Case Description

The present writ petition filed by way of Public Interest Litigation seeks a complete ban on the practice of female genital mutilation or "khatna".


The practice female genital mutilation (FGM) or female circumcision, more commonly known as ‘khatna’ involves the removal of either part or all of female genitalia with the aim of regulating female sexuality and moderating sexual desires. FGM is widely practiced among the Dawoodi Bohra community, a sect of Shia Muslims. The World Health Organisation (WHO) has identified four types of FGM, these being:

  1. Removal of the clitoral hood, the skin around the clitoris with partial or complete removal of the clitoris;
  2. Removal of the labia minor with partial or complete removal  of the clitoris and the labia majora;
  3. Removal of all or part of the labia minor and the labia major and the sticking of a seal across the vagina, leaving a small opening for the passage of urine and menstrual blood (infibulation) and;
  4. Other miscellaneous  modes, including cauterisation of the clitoris, cutting of the vagina (gishiri cutting), and introducing corrosive substances into the vagina to tighten it.

Further, the WHO has classified FGM as a gross violation of human rights of girls and women, for the practice reflects a deep-rooted inequality between sexes and constitutes discrimination against women. FGM has been explicitly banned in the Unites States of America, the United Kingdom, Australia,  several countries in Africa among others  as being violative of the Universal Declaration of Human Rights. In December 2012, the United Nations General Assembly adopted a unanimous resolution on the elimination of FGM.
++++++++++++++++++++
| Aim of the task |
Please pick up the case description of the petition to ban female genital mutilation after its last sentence and continue it.

| Exercise data |
++++++++++++++++++++
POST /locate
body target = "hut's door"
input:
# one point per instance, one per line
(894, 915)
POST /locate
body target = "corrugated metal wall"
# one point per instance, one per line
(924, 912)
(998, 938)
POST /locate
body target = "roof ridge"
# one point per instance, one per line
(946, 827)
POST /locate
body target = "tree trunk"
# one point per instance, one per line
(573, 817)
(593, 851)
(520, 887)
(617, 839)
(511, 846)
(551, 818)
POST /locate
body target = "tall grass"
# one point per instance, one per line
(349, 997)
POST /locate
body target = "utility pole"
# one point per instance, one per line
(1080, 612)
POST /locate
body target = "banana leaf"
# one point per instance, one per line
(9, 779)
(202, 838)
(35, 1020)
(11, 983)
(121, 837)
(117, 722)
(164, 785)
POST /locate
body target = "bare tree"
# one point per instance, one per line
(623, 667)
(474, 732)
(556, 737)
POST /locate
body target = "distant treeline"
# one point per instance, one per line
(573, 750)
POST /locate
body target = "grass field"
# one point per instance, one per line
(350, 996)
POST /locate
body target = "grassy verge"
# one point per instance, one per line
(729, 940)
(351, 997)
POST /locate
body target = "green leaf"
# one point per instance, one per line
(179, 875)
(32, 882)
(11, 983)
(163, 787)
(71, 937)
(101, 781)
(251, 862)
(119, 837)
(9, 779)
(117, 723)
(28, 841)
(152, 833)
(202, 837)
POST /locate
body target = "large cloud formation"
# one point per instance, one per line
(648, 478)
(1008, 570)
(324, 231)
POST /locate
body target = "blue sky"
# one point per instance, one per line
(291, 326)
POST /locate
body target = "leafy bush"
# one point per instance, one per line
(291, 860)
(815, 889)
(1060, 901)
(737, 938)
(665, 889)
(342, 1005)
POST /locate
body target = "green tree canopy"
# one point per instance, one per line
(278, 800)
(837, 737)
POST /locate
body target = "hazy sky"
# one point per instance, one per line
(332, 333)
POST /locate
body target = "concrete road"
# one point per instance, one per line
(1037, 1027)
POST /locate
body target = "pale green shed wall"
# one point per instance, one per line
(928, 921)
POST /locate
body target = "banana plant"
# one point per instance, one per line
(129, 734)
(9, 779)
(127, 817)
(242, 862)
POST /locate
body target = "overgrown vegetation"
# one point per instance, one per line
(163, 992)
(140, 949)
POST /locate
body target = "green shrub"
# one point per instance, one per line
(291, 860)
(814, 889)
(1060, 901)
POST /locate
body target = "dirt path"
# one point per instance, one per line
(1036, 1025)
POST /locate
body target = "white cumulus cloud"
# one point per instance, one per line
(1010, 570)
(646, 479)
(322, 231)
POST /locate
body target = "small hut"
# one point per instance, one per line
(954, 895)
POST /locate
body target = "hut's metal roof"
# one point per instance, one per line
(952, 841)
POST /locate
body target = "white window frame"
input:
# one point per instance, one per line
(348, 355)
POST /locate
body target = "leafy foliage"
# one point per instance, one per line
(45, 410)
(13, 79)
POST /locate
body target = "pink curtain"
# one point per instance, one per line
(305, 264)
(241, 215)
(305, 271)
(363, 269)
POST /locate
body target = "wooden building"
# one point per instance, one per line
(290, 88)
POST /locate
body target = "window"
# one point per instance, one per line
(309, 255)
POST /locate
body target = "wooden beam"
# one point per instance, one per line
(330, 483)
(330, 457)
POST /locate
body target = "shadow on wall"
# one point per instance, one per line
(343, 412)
++++++++++++++++++++
| Answer to the exercise |
In India, however, there is no specific law banning the practice of female genital mutilation despite the WHO recognising that the procedure may lead to infections, cysts, infections, infertility and may even result in physical impairments. In 2012, a documentary filed titled “A Pinch of Skin” was released recorded the experience of 20 women of the Dawoodi Bohra community who had been subjected to FGM. Consequent to this there have been increased instances of Bohra women protesting the practice.

The present petition has been filed s a public interest litigation seeking an explicit ban on the practice of cutting female genitalia as the same is violative of the rights of Bohra women and girls, and declare it to be a non-bailable, cognizable and non-compoundable  offence under the Indian Penal Code.

On 08.05.2017,  a Bench comprising of then Chief Justice J.S. Khehar, Justice S K Kaul, and Justice D Y Chandrachud issued notice to the Centre and sought a detailed reply from the States of Maharashtra, Gujarat, Rajasthan and Delhi on the issue. The counter affidavit has been filed on behalf of the State of Delhi and the case is pending before the Supreme Court.


  1. Whether FGM is discriminatory against woman and girls and thus violates Article 14 of the Constitution.
  2. Whether FGM violates the Right to life and bodily autonomy of women and girls of the Dawoodi Bohra community and infringes Article 21 of the Constitution.
  3. Whether FGM is violative of the right to privacy of the girls on whom the procedure is performed at the time f their childhood without their consent.


Latest Hearing

Judgment Pending

Respondent No.6 fails to file the counter affidavit within the period stipulated. No one has appeared for the other respondents. Matter to be processed for listing before the Hon’ble Court.